# Goal 1:
In the excerpt on smart fields, translate this sentence into Spanish: "An intelligent well system is a completion system that provides the ability to remotely monitor and control production or injection in many zones in a single well."
# Goal 2:
Arrange the listing as a numbered list, from its first line up to and including the line with "Provide the mask of every instance of the green". Leave out blank lines.

# Excerpt provided:
* START *
Much of the current focus on smart fields revolves around a reservoir-centric, or slow loop, as shown in Fig. 1.

Fig 1

Fig. 1. The present smart field focus revolves around a slow loop, centered on the reservoir. The faster, well-centric loop automates calculation-intensive tasks to maximize efficiencies and optimize recovery, while reducing risk and costs. 

Proving the ability of a closed-loop system to maximize efficiencies and optimize recovery while reducing risk and costs is much easier at the individual well level than for an entire reservoir. The faster, well-centric loop, Fig. 1, can be accomplished by automating key tasks that are calculation-intensive in current operator workflows. For this article, automation is defined as the continuous and automatic transfer of data between systems, including the generation of alarms based on user-defined rules. An intelligent well system is a completion system that provides the ability to remotely monitor and control production or injection in many zones in a single well. Intelligent well equipment is any device that allows adapting the well to its best possible operating condition without an intervention.

The example in this article is a dual-zone electrical submersible pump (ESP) producer that uses a multi-position adjustable choke to control production from each zone and a chemical injection mandrel for treatment as needed, Fig. 2.
* END *
# Supplied information:
* START *
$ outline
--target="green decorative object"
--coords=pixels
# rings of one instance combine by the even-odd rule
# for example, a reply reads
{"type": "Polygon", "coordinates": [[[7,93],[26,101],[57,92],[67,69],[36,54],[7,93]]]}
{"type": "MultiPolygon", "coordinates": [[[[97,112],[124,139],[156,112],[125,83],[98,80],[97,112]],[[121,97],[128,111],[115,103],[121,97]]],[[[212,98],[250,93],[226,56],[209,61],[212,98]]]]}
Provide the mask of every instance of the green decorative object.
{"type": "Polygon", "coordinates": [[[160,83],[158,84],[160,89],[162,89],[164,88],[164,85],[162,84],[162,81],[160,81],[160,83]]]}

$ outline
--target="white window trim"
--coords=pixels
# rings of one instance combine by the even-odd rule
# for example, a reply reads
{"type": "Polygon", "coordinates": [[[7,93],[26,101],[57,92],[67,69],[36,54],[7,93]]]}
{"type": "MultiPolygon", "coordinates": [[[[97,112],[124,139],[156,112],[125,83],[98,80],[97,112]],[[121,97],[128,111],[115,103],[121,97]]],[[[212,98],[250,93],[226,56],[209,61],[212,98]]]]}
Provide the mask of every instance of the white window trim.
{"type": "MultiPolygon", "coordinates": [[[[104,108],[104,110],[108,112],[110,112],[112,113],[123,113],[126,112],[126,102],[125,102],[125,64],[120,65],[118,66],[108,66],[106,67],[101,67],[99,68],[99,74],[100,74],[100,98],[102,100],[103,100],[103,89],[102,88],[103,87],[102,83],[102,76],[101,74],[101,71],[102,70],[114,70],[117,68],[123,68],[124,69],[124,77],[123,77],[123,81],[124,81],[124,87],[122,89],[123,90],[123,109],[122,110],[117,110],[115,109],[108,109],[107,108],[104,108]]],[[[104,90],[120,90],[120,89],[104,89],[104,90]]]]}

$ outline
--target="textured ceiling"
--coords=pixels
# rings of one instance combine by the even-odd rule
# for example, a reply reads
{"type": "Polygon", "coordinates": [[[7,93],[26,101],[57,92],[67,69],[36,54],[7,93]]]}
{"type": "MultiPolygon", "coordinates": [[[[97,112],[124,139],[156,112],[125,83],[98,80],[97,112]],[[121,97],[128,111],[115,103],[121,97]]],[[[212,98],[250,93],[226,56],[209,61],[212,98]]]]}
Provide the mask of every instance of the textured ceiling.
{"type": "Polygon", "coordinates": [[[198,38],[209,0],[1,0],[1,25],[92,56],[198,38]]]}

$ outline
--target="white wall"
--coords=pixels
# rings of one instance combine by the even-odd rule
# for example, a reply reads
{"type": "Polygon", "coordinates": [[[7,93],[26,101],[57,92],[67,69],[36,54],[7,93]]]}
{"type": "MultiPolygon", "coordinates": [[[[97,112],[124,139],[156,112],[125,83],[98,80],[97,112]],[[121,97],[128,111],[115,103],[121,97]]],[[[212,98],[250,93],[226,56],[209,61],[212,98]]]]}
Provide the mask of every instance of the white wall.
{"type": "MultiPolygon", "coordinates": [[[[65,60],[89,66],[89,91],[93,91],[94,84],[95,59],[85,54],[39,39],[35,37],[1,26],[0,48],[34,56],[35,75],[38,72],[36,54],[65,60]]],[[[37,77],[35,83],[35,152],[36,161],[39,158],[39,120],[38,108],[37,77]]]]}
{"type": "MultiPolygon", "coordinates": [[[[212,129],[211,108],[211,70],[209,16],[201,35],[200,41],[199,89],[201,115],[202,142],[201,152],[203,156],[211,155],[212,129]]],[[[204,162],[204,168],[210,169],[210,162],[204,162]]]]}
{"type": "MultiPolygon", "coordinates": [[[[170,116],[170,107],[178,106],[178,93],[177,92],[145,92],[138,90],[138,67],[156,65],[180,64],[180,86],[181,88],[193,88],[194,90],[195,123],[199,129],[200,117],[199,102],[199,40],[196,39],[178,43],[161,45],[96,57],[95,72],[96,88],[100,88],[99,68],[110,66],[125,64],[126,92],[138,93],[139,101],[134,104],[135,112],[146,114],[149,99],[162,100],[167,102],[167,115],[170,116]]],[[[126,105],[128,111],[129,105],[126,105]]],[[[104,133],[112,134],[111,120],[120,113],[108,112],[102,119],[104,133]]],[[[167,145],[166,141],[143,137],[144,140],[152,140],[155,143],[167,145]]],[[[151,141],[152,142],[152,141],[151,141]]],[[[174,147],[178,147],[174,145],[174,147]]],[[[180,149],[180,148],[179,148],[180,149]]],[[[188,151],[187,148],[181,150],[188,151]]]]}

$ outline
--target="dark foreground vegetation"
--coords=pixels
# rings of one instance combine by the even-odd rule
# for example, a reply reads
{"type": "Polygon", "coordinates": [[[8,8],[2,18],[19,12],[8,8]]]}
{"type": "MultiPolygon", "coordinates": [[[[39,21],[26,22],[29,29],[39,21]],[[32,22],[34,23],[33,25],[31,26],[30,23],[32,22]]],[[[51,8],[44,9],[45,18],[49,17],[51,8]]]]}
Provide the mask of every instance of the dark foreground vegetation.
* END *
# Exercise answer 1:
Un sistema de pozo inteligente es un sistema de terminación que ofrece la capacidad de monitorear y controlar a distancia la producción o la inyección en muchas zonas de un solo pozo.

# Exercise answer 2:
1. $ outline
2. --target="green decorative object"
3. --coords=pixels
4. # rings of one instance combine by the even-odd rule
5. # for example, a reply reads
6. {"type": "Polygon", "coordinates": [[[7,93],[26,101],[57,92],[67,69],[36,54],[7,93]]]}
7. {"type": "MultiPolygon", "coordinates": [[[[97,112],[124,139],[156,112],[125,83],[98,80],[97,112]],[[121,97],[128,111],[115,103],[121,97]]],[[[212,98],[250,93],[226,56],[209,61],[212,98]]]]}
8. Provide the mask of every instance of the green decorative object.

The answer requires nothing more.